▸ **Your objective**
Which lines in the material below contain the word "forested"? Report each of them in full.

▸ **The records**
····················

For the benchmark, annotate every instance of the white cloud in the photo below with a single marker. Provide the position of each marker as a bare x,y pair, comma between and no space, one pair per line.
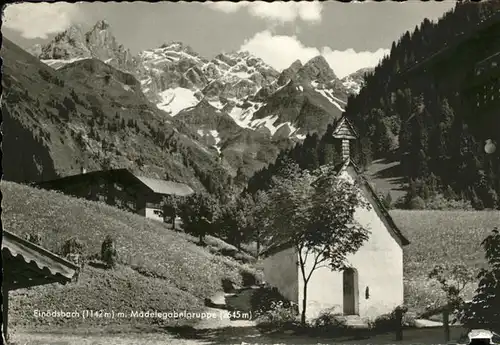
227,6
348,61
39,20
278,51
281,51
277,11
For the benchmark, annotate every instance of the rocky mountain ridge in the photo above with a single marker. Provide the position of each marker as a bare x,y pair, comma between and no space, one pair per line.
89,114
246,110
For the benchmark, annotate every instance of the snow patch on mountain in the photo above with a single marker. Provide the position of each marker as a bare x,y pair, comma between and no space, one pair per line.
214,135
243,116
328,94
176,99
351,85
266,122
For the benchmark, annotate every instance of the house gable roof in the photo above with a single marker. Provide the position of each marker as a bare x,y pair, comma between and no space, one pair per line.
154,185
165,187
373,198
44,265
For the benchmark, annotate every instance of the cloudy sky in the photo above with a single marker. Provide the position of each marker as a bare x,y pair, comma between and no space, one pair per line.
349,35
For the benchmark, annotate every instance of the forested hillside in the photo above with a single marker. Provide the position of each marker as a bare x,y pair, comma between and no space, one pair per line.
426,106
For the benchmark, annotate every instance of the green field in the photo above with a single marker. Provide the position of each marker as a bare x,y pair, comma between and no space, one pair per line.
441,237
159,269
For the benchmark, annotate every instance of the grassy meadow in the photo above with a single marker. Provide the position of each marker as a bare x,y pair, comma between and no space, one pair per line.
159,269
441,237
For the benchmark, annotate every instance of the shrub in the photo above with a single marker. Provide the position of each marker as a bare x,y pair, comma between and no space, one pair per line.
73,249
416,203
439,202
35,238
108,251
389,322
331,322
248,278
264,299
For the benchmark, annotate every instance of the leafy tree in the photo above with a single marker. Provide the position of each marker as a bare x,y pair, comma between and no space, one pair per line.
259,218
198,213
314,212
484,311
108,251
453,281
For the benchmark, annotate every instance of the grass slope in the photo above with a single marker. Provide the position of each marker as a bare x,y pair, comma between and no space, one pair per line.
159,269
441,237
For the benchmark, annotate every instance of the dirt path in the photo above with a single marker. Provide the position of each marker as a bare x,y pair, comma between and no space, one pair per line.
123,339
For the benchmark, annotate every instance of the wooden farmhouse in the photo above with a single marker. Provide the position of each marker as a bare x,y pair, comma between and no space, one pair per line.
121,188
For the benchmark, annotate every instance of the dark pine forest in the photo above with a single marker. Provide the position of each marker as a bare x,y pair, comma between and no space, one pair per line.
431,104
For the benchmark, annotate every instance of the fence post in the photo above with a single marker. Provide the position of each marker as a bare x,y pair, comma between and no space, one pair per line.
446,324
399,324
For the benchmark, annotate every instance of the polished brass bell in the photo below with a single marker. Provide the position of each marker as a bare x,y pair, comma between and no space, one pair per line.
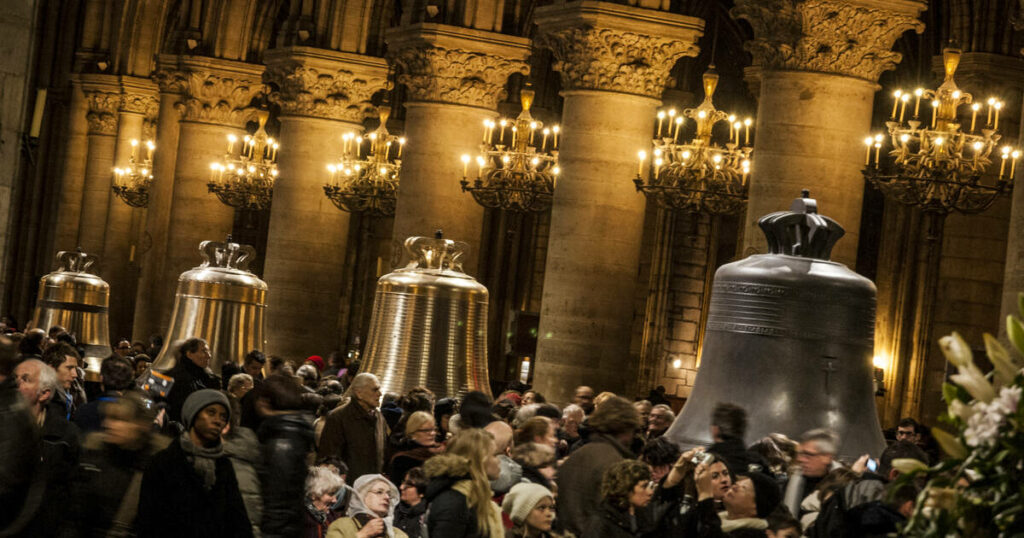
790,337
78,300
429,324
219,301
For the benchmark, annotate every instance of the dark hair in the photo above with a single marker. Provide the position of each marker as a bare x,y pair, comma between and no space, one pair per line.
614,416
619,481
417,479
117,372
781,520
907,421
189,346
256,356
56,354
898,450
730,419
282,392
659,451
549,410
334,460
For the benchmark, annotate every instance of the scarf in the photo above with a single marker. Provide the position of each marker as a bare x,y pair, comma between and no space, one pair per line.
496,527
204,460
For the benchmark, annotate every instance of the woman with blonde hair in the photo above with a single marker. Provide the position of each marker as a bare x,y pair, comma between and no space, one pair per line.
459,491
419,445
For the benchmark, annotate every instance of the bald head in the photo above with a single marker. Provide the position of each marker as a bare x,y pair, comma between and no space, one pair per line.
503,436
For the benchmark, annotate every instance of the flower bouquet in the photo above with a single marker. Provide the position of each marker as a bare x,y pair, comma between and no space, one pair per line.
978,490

····················

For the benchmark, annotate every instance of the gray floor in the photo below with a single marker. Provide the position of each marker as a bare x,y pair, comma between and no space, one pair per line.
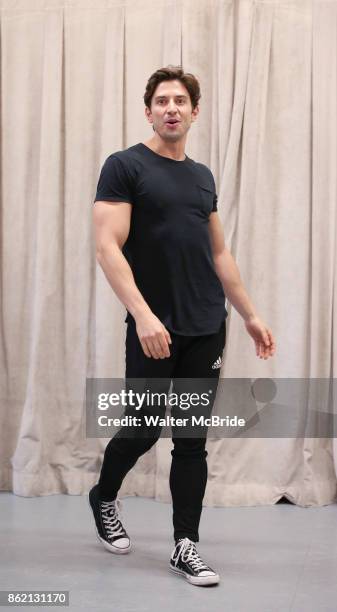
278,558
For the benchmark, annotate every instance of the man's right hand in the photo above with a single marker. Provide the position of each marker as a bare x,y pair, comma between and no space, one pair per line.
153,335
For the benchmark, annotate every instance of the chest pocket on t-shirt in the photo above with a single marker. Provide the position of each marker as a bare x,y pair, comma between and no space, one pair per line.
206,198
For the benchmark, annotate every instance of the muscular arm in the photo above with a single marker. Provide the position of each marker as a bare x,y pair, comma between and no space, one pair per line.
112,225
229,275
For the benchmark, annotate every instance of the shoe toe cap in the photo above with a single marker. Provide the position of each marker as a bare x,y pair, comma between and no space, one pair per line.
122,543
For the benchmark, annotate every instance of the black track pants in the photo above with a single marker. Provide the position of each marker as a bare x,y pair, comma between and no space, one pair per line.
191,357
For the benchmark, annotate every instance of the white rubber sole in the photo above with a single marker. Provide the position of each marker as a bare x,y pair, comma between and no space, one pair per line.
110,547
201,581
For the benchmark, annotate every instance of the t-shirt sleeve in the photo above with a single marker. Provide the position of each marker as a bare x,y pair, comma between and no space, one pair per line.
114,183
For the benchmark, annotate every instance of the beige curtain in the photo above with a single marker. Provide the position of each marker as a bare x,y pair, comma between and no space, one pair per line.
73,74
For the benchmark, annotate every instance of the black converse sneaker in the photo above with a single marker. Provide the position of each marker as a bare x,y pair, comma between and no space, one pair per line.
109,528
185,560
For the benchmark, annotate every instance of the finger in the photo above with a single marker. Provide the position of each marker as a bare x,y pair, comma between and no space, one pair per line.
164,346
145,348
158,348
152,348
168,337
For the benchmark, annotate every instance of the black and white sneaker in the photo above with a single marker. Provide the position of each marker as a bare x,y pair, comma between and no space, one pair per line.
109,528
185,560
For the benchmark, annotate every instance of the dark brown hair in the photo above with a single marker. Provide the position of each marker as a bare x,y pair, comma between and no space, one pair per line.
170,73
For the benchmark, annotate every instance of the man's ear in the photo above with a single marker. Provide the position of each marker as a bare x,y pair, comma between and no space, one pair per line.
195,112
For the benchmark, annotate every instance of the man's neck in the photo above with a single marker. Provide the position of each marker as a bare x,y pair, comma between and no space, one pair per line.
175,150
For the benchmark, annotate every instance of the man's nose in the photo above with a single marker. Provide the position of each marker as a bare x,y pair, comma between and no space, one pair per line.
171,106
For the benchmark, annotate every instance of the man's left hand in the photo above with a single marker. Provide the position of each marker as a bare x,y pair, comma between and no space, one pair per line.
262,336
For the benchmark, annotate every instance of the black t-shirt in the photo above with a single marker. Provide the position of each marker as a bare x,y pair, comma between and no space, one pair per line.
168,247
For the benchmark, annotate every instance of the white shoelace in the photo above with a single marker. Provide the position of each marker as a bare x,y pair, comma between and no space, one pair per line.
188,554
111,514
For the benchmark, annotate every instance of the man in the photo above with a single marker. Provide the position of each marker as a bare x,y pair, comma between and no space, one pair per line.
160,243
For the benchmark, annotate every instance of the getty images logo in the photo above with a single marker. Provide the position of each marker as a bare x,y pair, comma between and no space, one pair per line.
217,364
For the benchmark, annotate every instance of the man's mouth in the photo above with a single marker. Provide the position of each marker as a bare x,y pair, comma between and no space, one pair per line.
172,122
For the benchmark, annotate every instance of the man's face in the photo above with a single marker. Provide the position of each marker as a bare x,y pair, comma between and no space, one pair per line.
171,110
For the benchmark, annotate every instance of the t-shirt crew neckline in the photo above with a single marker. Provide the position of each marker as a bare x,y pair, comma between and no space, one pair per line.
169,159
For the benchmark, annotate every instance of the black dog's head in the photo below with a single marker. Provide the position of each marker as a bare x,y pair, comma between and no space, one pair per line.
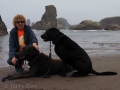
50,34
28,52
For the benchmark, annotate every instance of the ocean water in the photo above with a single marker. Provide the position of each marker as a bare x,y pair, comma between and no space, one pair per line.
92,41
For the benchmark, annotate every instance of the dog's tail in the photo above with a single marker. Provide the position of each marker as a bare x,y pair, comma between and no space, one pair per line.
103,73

····················

▸ **Exercise solution**
For the benchmark, annotate every instance of the forested hillside in the photo above with a single marker. Provide the position of each marker as a bare x,y pair, comma between and no space, one pair per line.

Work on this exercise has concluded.